TASK OBJECTIVE: Look through the data and write out every line with the word "white" in it.

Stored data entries
"""

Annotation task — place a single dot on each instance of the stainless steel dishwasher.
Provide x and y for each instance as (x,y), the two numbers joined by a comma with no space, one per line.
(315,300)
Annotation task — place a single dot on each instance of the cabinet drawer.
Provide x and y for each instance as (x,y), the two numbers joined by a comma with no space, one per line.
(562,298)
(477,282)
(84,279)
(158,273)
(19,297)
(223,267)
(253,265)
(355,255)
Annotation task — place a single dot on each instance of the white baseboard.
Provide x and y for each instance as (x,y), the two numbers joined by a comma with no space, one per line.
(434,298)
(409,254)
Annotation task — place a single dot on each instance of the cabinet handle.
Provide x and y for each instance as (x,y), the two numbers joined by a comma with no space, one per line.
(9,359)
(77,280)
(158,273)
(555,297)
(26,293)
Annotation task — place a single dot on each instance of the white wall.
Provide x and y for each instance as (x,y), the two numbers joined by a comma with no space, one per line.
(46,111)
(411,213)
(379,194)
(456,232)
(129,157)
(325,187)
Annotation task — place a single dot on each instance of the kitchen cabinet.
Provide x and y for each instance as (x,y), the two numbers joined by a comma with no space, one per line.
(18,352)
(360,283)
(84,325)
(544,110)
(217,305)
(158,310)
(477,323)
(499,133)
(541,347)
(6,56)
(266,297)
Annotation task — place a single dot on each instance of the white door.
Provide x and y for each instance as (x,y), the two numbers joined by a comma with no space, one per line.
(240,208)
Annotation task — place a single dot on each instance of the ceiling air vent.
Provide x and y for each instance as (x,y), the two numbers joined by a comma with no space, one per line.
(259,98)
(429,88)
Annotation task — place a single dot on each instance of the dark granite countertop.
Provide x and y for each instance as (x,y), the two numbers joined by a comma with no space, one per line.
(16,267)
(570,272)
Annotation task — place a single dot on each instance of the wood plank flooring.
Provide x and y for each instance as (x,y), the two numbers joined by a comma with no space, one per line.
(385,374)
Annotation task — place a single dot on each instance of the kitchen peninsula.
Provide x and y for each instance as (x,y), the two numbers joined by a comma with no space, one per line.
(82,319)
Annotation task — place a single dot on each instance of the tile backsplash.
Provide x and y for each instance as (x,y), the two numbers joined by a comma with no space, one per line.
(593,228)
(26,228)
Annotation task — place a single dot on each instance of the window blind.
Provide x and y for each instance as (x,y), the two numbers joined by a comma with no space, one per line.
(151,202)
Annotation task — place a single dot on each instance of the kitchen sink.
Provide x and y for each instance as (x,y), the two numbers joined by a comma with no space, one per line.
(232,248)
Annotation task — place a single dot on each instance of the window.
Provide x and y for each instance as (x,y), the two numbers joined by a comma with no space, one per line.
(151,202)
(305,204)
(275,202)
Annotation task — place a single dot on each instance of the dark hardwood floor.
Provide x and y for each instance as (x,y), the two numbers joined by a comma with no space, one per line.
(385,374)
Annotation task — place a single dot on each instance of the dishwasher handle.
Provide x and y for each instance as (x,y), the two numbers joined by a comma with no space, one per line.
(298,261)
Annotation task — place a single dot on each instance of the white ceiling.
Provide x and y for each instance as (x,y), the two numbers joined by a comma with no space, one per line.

"""

ANSWER BOX:
Annotation task — place a single dot on each instance of the white baseboard.
Annotation task — place a single dot on each instance of the white wall.
Annotation task — place a single dot on each instance of the white door.
Annotation task — place a single dot on each instance of the white ceiling.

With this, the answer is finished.